▸ **The input**
┏━━

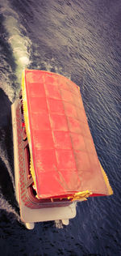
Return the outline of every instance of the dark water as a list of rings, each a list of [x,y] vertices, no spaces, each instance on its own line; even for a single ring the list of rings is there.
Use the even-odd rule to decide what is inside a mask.
[[[0,0],[0,254],[121,255],[121,1]],[[67,227],[20,223],[10,105],[22,70],[62,74],[81,87],[114,195],[77,205]]]

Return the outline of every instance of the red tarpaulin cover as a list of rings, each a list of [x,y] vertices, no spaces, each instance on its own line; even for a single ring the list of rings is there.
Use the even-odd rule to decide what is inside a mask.
[[[88,190],[109,194],[79,87],[62,75],[25,70],[32,158],[38,197]]]

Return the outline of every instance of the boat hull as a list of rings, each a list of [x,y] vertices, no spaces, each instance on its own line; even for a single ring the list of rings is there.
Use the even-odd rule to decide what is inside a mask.
[[[23,223],[27,223],[27,228],[32,229],[34,223],[63,220],[63,223],[68,224],[68,220],[76,215],[76,203],[41,203],[32,208],[32,203],[27,202],[26,181],[25,181],[25,161],[23,157],[24,143],[22,139],[23,128],[19,126],[20,117],[17,114],[20,105],[20,99],[17,99],[11,106],[12,126],[13,126],[13,143],[14,143],[14,161],[15,194],[20,208],[20,216]],[[18,132],[19,130],[19,133]],[[33,204],[33,207],[35,207]]]

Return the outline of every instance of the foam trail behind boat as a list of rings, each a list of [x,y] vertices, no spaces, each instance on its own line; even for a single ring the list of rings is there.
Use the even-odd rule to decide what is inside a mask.
[[[15,62],[15,75],[17,92],[20,89],[22,71],[30,64],[31,41],[25,28],[21,24],[18,14],[12,9],[9,1],[1,2],[1,12],[4,17],[4,27],[8,34],[7,43],[11,48]],[[26,35],[26,36],[25,36]]]

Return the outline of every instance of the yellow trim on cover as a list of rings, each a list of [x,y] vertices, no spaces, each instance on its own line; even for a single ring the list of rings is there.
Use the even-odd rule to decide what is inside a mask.
[[[72,196],[69,196],[68,199],[71,199],[71,201],[85,201],[85,200],[87,200],[87,198],[90,194],[92,194],[92,193],[90,192],[89,190],[77,192],[77,193],[75,193]]]
[[[31,133],[30,133],[30,126],[29,126],[29,118],[28,118],[28,109],[27,109],[27,94],[26,94],[26,87],[25,87],[25,72],[23,72],[22,75],[22,96],[23,96],[23,115],[24,115],[24,122],[26,127],[27,137],[29,143],[29,150],[30,150],[30,171],[31,174],[33,177],[34,185],[36,190],[36,183],[35,183],[35,175],[32,158],[32,148],[31,148]]]

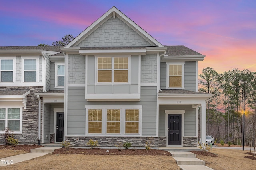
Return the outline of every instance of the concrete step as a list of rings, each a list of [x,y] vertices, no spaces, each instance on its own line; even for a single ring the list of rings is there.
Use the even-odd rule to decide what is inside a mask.
[[[178,165],[182,170],[214,170],[205,165]]]
[[[176,158],[196,158],[196,154],[189,152],[169,151],[172,156]]]
[[[178,165],[182,170],[214,170],[205,165]]]
[[[42,146],[45,147],[62,147],[62,145],[60,143],[44,143],[42,144]]]
[[[44,147],[30,149],[31,153],[52,153],[54,149],[61,148],[60,147]]]
[[[178,165],[204,165],[204,161],[196,158],[173,158]]]

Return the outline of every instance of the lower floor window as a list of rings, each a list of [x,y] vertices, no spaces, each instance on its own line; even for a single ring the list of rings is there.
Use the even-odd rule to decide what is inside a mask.
[[[18,108],[0,108],[0,131],[6,127],[12,131],[20,131],[21,109]]]
[[[142,106],[91,106],[86,107],[87,107],[87,134],[141,135]]]

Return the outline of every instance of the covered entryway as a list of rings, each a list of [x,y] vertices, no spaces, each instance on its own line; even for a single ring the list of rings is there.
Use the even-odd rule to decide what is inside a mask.
[[[201,136],[206,140],[206,103],[212,94],[181,90],[158,94],[160,147],[196,147],[198,107],[201,107]],[[165,142],[165,141],[166,141]]]

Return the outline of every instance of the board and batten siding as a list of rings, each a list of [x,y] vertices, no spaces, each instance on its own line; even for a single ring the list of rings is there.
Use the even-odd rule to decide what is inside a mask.
[[[160,70],[160,86],[161,89],[166,88],[166,63],[161,62]]]
[[[142,105],[142,136],[156,135],[156,87],[142,87],[140,101],[88,102],[84,87],[68,88],[68,135],[85,134],[86,105]]]
[[[165,110],[185,110],[184,136],[196,136],[196,109],[192,105],[159,105],[159,136],[165,136]]]
[[[196,62],[185,62],[184,71],[185,90],[196,91]]]
[[[47,103],[44,105],[44,143],[50,143],[50,104]]]

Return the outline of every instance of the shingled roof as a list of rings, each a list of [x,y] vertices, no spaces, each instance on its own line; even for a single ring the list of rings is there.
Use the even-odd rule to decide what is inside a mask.
[[[168,46],[167,47],[166,55],[170,56],[182,56],[182,55],[203,55],[195,51],[184,45],[177,45]]]

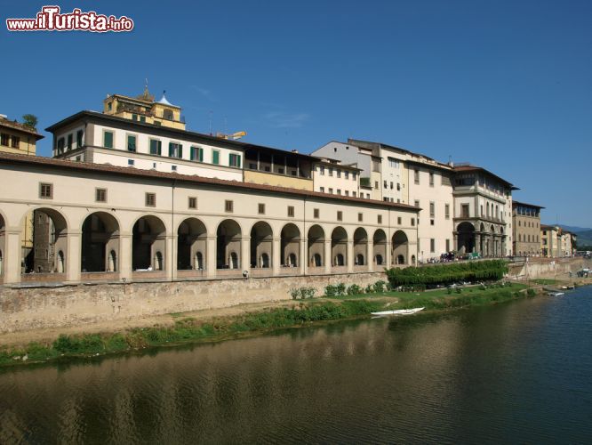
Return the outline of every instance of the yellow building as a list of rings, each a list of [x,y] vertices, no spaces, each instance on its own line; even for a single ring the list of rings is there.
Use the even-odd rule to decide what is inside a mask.
[[[43,137],[36,129],[0,115],[0,152],[35,156],[36,142]],[[20,248],[24,261],[33,249],[33,213],[24,219]]]
[[[117,116],[145,124],[185,130],[180,107],[166,100],[164,93],[160,101],[149,93],[148,87],[137,97],[110,94],[103,101],[103,113]]]

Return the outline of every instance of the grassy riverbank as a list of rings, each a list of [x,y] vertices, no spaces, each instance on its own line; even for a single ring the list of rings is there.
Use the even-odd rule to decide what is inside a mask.
[[[52,343],[31,343],[23,348],[0,350],[0,366],[122,353],[183,343],[221,341],[275,328],[364,317],[378,311],[420,306],[428,311],[443,311],[502,303],[534,294],[534,290],[527,289],[526,285],[513,284],[510,287],[485,289],[473,287],[460,291],[393,291],[316,298],[296,301],[292,307],[269,308],[259,312],[218,317],[209,320],[172,314],[174,322],[170,325],[129,329],[115,334],[60,336]]]

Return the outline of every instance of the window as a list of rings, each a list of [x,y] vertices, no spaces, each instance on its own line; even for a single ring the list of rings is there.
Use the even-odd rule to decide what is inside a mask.
[[[94,200],[97,202],[107,202],[107,189],[95,189]]]
[[[177,142],[169,142],[169,158],[183,158],[183,146]]]
[[[201,147],[191,147],[189,155],[192,161],[204,162],[204,149]]]
[[[156,207],[156,193],[146,193],[146,206],[147,207]]]
[[[133,134],[127,135],[127,150],[128,151],[136,151],[136,136]]]
[[[53,198],[53,184],[41,182],[39,184],[39,198],[43,198],[44,199]]]
[[[237,155],[236,153],[230,153],[230,156],[228,157],[228,166],[240,168],[241,155]]]
[[[163,142],[157,139],[150,139],[150,154],[161,156],[163,151]]]
[[[113,132],[103,132],[103,147],[113,148]]]
[[[84,132],[82,131],[82,130],[78,130],[78,131],[76,132],[76,149],[79,149],[80,147],[82,147],[82,137],[83,137],[83,134],[84,134]]]
[[[460,206],[460,214],[463,218],[468,218],[468,204]]]

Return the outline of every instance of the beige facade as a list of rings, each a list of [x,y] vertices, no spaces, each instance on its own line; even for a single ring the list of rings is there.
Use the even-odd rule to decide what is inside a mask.
[[[177,174],[0,155],[4,284],[367,272],[417,261],[417,209]],[[21,274],[20,224],[52,220],[53,271]]]
[[[532,204],[512,203],[513,255],[538,256],[540,250],[540,209]]]

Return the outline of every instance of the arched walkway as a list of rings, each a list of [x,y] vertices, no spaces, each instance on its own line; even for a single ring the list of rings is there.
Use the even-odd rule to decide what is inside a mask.
[[[368,233],[362,227],[354,232],[354,264],[356,266],[368,265]]]
[[[292,222],[282,228],[280,234],[280,250],[282,255],[282,266],[300,266],[300,231]]]
[[[308,229],[308,258],[310,267],[324,264],[324,231],[317,224]]]
[[[374,241],[374,252],[373,259],[376,265],[386,265],[387,264],[387,247],[388,243],[387,242],[387,234],[382,229],[378,229],[374,232],[372,237]]]
[[[460,255],[473,252],[475,249],[475,227],[470,222],[460,222],[456,228],[458,252]],[[483,239],[483,235],[482,235]]]
[[[241,267],[241,226],[234,220],[224,220],[216,231],[216,268]]]
[[[393,235],[393,263],[406,264],[409,258],[409,239],[403,231],[396,231]]]
[[[332,265],[340,267],[348,264],[348,232],[343,227],[336,227],[331,233]]]
[[[133,224],[132,268],[137,271],[164,270],[166,229],[156,216],[142,216]]]
[[[42,207],[29,212],[22,219],[21,227],[30,219],[32,237],[31,250],[21,262],[25,273],[64,273],[68,258],[68,223],[60,212],[53,208]],[[28,236],[27,237],[29,238]],[[22,240],[21,240],[22,245]]]
[[[80,268],[83,272],[115,272],[119,270],[119,224],[112,214],[95,212],[82,226]]]
[[[251,267],[268,269],[271,267],[274,232],[271,226],[263,221],[256,222],[251,229]]]
[[[177,270],[203,271],[207,248],[207,230],[197,218],[183,220],[177,229]]]

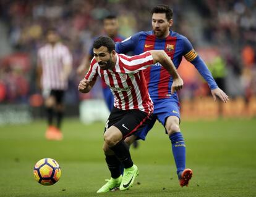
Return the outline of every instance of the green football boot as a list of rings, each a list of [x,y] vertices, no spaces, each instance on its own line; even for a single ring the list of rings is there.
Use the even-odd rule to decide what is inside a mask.
[[[111,178],[110,180],[106,179],[107,183],[101,187],[100,190],[97,191],[97,193],[105,193],[111,191],[119,187],[122,182],[122,175],[121,175],[117,179]]]
[[[129,168],[125,168],[122,175],[122,180],[119,187],[120,190],[128,190],[132,187],[134,180],[139,175],[139,169],[135,164]]]

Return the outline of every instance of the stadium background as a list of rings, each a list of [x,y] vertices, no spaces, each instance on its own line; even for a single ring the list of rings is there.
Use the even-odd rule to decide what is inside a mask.
[[[177,196],[216,196],[218,189],[220,196],[256,195],[255,1],[3,0],[0,1],[0,196],[33,196],[35,191],[38,196],[61,196],[69,186],[67,196],[74,196],[72,192],[94,195],[108,174],[99,151],[104,123],[92,122],[105,119],[107,115],[101,115],[107,111],[103,110],[100,84],[89,94],[79,94],[80,77],[75,70],[93,38],[103,33],[101,19],[105,16],[118,15],[120,33],[128,37],[151,29],[150,10],[158,3],[173,8],[173,30],[190,39],[231,101],[226,105],[213,102],[207,85],[194,66],[182,62],[178,70],[185,82],[179,93],[182,129],[189,147],[189,164],[196,172],[191,187],[177,188],[173,166],[171,177],[163,178],[169,173],[164,169],[170,171],[173,158],[167,138],[156,131],[163,128],[157,124],[148,143],[132,151],[140,164],[143,184],[138,183],[138,190],[134,187],[130,195],[167,196],[173,192]],[[42,119],[43,100],[35,83],[36,50],[44,43],[45,31],[52,26],[60,33],[74,60],[65,98],[66,116],[72,118],[64,120],[64,140],[61,143],[43,138],[46,126]],[[79,111],[88,125],[78,119]],[[160,147],[159,151],[154,146]],[[90,151],[85,150],[81,156],[85,147]],[[60,182],[51,189],[38,188],[30,179],[33,164],[43,157],[55,158],[64,168]],[[75,171],[85,167],[83,173]],[[156,184],[147,182],[149,178],[145,174],[150,169],[158,173]],[[210,180],[209,171],[214,174]],[[85,177],[80,177],[81,173]],[[161,185],[170,180],[171,188],[169,183]],[[88,185],[82,185],[83,181]]]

┗━━

▸ **Exercise**
Count the lines of the listing above that contain the string "hull", treating uppercase and lowercase letters as distinct. Reply with the number alone.

▸ **Response to this exercise**
1